> WHAT THE TASK REQUIRES
Gather every line of the records below that contains the string "wall", copying each line in full. Matching is case-sensitive.
**** DATASET ENTRIES
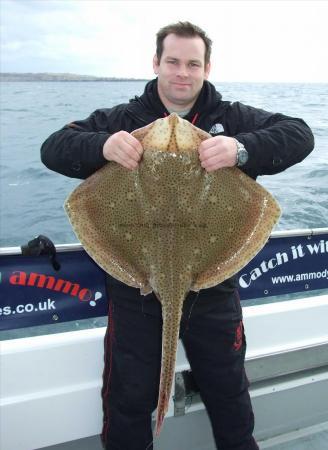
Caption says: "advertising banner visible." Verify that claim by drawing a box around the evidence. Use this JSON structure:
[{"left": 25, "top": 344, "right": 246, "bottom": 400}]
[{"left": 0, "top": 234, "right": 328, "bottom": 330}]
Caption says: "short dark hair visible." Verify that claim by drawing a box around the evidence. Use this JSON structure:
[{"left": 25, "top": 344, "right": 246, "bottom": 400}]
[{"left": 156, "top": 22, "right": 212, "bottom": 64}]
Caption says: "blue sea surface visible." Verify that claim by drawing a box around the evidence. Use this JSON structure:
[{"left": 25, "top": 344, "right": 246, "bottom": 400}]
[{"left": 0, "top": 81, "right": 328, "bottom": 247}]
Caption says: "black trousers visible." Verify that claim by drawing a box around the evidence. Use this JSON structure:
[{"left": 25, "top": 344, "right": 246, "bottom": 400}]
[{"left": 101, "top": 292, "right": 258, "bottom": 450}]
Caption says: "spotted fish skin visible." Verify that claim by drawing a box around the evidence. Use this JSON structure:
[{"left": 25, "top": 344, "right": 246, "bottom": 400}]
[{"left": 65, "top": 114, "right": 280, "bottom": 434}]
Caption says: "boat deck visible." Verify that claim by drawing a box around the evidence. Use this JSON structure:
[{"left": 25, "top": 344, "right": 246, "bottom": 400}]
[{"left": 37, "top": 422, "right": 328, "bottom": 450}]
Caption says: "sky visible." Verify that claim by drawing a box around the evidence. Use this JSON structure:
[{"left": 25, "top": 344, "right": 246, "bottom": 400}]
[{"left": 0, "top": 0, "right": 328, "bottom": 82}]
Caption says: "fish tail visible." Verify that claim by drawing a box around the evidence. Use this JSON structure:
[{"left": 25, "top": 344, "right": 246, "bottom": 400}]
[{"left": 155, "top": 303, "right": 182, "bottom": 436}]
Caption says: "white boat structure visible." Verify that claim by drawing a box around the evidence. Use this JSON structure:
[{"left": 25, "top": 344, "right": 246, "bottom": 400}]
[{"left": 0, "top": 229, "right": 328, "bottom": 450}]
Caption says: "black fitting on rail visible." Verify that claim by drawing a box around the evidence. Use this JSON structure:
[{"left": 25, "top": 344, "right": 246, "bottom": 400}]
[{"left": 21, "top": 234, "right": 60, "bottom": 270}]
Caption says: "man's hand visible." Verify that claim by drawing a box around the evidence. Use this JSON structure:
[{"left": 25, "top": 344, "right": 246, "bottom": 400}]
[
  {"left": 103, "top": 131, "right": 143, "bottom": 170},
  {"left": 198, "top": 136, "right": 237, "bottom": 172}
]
********
**** DATASET ENTRIES
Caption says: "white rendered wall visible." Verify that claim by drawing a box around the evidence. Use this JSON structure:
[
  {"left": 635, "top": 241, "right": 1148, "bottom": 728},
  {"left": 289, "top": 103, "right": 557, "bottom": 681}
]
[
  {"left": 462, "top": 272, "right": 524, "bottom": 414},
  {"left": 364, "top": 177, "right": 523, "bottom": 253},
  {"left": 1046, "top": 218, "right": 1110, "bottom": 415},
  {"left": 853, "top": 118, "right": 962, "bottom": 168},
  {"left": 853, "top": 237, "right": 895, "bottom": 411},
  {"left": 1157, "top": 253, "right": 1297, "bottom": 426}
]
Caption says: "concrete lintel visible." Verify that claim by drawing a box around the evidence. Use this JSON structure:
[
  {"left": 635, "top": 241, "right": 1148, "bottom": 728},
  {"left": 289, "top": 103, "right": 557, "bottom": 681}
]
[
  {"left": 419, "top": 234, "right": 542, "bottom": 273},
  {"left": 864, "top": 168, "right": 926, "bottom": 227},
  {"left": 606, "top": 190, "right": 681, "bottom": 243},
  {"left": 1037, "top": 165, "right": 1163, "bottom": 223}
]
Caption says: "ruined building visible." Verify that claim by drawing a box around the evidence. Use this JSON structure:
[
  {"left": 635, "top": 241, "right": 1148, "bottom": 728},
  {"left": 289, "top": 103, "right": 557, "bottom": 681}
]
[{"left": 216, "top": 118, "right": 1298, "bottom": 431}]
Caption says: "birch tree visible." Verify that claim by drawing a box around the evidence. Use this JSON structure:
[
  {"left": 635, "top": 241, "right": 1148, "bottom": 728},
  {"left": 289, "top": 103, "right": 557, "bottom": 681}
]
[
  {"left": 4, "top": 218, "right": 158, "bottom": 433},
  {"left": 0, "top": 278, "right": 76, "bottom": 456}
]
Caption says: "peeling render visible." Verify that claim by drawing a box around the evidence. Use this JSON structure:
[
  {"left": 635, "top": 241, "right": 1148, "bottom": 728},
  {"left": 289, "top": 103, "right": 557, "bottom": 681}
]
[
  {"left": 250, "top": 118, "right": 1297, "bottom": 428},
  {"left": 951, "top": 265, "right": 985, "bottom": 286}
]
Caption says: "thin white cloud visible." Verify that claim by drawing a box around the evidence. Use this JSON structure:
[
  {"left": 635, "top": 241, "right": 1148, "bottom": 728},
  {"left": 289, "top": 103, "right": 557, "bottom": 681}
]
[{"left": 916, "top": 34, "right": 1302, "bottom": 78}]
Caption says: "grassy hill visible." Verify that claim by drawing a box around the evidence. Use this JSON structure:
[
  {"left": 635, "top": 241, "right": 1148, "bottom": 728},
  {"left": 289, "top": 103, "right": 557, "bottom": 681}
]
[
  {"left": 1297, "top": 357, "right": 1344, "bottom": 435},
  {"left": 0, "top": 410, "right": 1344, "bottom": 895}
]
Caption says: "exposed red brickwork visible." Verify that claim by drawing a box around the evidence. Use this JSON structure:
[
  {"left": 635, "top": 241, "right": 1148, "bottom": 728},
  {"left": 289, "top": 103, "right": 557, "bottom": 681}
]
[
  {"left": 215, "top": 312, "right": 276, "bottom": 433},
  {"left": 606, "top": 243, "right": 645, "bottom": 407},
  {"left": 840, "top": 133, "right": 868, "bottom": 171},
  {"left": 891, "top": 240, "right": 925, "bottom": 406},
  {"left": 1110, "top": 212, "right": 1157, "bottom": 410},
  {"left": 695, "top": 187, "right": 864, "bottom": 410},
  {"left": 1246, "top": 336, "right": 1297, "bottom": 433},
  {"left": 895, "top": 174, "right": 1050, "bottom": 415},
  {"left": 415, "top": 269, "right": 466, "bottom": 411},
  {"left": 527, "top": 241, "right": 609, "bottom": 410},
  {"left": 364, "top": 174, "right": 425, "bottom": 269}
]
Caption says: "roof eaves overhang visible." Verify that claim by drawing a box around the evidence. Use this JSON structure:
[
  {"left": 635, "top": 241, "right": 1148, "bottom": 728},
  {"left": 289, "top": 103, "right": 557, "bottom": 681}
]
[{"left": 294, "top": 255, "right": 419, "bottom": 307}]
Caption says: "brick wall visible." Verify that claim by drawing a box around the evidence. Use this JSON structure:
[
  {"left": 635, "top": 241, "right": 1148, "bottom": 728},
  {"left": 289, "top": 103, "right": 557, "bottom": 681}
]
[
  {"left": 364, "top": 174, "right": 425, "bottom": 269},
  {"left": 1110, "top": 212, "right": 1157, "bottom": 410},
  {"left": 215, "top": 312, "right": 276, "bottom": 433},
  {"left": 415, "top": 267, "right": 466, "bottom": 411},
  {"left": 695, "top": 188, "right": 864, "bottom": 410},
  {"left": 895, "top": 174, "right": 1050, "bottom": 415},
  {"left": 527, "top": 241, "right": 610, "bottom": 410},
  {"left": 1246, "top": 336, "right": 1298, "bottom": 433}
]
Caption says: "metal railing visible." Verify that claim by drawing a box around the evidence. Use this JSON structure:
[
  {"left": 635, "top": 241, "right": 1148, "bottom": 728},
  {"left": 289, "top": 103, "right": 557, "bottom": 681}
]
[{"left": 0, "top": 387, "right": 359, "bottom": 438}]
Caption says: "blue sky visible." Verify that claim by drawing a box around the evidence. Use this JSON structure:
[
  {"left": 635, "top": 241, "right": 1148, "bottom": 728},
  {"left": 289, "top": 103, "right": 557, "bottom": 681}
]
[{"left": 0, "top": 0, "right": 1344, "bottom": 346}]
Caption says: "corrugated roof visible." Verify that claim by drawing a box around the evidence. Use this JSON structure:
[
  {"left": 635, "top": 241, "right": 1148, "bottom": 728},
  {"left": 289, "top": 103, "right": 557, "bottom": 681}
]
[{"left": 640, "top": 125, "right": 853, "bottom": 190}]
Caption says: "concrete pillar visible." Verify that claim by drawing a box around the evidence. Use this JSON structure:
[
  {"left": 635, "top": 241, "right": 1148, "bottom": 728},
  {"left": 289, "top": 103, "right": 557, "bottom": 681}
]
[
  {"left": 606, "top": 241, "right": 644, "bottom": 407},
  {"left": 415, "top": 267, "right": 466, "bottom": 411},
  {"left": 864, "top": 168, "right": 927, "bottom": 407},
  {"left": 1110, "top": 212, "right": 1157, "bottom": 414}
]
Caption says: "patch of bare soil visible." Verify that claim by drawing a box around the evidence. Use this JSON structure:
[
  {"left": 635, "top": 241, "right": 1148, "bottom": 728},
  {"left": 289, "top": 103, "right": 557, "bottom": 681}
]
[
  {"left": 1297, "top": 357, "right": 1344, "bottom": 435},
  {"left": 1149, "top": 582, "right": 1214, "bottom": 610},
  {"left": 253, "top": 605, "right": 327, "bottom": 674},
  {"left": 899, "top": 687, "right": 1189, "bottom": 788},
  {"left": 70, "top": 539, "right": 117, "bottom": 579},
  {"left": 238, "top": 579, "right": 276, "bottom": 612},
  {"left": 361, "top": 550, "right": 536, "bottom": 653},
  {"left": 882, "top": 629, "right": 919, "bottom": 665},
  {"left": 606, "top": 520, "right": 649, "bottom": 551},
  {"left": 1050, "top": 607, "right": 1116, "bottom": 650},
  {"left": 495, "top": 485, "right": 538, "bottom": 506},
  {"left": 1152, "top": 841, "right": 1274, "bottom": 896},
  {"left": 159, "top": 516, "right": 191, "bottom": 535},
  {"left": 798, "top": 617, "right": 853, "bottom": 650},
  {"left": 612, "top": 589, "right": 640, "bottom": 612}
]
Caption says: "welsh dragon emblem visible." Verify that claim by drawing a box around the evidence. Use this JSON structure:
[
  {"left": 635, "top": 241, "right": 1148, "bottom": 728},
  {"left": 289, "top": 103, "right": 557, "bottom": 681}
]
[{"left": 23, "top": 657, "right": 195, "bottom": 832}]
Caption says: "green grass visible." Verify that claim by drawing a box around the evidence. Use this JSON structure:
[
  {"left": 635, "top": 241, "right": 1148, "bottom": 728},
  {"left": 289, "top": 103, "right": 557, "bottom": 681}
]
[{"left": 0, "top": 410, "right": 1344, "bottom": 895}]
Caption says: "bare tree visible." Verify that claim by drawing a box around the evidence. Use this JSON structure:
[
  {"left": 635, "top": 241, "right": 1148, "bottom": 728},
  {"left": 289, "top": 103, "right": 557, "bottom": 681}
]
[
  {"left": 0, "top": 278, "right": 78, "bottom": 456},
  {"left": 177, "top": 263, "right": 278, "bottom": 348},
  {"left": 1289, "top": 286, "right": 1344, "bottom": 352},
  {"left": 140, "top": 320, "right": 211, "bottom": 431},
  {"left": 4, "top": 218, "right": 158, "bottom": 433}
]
********
> EXERCISE SOLUTION
Caption says: "white rendered wall visible." Verify that claim by drawing a box around the evidence. Use this JSON structure:
Caption says: "brick wall visible." Verify that claim by drawing a box around the evidence. Use this JSON structure:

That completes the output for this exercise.